(Information supplied)
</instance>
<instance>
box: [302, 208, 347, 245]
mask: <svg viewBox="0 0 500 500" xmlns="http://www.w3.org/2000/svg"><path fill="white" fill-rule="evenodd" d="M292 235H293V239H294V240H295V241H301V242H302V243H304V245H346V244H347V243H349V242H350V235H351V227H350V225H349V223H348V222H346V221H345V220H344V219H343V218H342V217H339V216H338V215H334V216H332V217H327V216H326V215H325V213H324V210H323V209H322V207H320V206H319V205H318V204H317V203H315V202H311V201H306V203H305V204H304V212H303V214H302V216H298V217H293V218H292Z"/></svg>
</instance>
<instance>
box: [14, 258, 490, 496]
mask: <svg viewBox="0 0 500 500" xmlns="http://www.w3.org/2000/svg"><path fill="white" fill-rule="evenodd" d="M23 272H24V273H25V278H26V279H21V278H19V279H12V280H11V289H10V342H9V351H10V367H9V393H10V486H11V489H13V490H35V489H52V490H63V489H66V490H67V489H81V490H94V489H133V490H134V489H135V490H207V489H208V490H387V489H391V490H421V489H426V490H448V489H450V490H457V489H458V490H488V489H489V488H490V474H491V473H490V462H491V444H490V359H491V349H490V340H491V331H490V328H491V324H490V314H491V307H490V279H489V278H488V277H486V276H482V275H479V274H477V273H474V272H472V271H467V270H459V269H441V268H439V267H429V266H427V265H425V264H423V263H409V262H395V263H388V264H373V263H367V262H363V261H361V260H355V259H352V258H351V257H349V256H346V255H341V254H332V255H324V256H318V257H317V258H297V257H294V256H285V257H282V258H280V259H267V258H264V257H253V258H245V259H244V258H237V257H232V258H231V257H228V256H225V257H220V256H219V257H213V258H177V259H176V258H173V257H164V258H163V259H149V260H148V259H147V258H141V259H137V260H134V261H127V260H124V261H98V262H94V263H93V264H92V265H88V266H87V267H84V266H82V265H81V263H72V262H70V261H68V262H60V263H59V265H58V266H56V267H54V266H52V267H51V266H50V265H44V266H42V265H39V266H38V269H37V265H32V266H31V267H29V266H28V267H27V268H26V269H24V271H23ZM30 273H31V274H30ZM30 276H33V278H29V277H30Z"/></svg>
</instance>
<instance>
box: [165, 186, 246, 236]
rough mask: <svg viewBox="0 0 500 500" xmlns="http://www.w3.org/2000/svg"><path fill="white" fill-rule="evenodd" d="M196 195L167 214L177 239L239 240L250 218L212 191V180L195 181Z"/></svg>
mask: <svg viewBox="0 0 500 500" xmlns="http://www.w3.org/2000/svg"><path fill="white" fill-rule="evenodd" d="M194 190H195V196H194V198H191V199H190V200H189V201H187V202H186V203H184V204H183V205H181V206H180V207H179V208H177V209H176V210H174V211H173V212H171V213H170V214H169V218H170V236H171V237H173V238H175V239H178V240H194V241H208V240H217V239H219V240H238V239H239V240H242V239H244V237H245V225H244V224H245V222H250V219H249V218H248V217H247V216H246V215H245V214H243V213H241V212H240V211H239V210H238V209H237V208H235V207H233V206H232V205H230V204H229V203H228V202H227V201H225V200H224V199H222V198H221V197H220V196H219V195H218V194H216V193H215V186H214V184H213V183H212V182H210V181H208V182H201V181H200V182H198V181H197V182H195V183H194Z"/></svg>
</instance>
(End Information supplied)
**What the exercise asks:** Reproduce each record above exactly, keeping every word as it stands.

**Result of this exercise:**
</instance>
<instance>
box: [302, 208, 347, 245]
mask: <svg viewBox="0 0 500 500" xmlns="http://www.w3.org/2000/svg"><path fill="white" fill-rule="evenodd" d="M292 235H293V239H294V240H295V241H301V242H302V243H304V245H346V244H347V243H349V242H350V235H351V227H350V225H349V223H348V222H346V221H345V220H344V219H343V218H342V217H339V216H338V215H334V216H332V217H327V216H326V215H325V213H324V210H323V209H322V207H320V206H319V205H318V204H317V203H315V202H311V201H306V203H305V204H304V212H303V214H302V216H298V217H293V218H292Z"/></svg>
</instance>
<instance>
box: [14, 258, 490, 496]
mask: <svg viewBox="0 0 500 500" xmlns="http://www.w3.org/2000/svg"><path fill="white" fill-rule="evenodd" d="M23 272H24V273H25V278H26V279H21V278H19V279H12V280H11V289H10V342H9V351H10V367H9V393H10V486H11V489H13V490H35V489H52V490H63V489H66V490H67V489H81V490H94V489H133V490H134V489H135V490H207V489H208V490H387V489H391V490H421V489H426V490H448V489H450V490H457V489H458V490H488V489H489V488H490V474H491V473H490V462H491V444H490V359H491V349H490V340H491V331H490V328H491V324H490V314H491V307H490V279H489V278H488V277H486V276H482V275H479V274H477V273H474V272H472V271H467V270H459V269H441V268H439V267H429V266H427V265H425V264H423V263H409V262H395V263H388V264H373V263H367V262H363V261H361V260H355V259H352V258H351V257H349V256H346V255H341V254H332V255H324V256H318V257H317V258H297V257H294V256H285V257H282V258H280V259H267V258H264V257H253V258H245V259H244V258H237V257H232V258H231V257H228V256H225V257H220V256H219V257H213V258H177V259H176V258H173V257H164V258H163V259H149V260H148V259H147V258H141V259H137V260H134V261H127V260H124V261H98V262H94V263H93V264H92V265H88V266H87V267H84V266H82V265H81V263H72V262H70V261H68V262H60V263H59V265H58V266H56V267H54V266H52V267H51V266H50V265H44V266H42V265H39V266H38V269H37V265H32V266H31V267H29V266H28V267H27V268H26V269H24V271H23ZM30 273H31V274H30ZM30 276H33V278H29V277H30Z"/></svg>
</instance>
<instance>
box: [165, 186, 246, 236]
rough mask: <svg viewBox="0 0 500 500" xmlns="http://www.w3.org/2000/svg"><path fill="white" fill-rule="evenodd" d="M196 195L167 214L177 239L239 240L250 218L212 191V180L195 181Z"/></svg>
mask: <svg viewBox="0 0 500 500" xmlns="http://www.w3.org/2000/svg"><path fill="white" fill-rule="evenodd" d="M194 190H195V196H194V198H191V199H190V200H189V201H187V202H186V203H184V204H183V205H181V206H180V207H179V208H177V209H176V210H174V211H173V212H171V213H170V214H169V218H170V236H171V237H173V238H175V239H178V240H194V241H208V240H217V239H219V240H238V239H239V240H242V239H244V237H245V225H244V224H245V222H250V219H249V218H248V217H247V216H246V215H245V214H243V213H241V212H240V211H239V210H238V209H237V208H235V207H233V206H232V205H230V204H229V203H228V202H227V201H225V200H224V199H222V198H221V197H220V196H219V195H218V194H216V193H215V186H214V184H213V183H212V182H210V181H208V182H201V181H200V182H198V181H197V182H195V183H194Z"/></svg>
</instance>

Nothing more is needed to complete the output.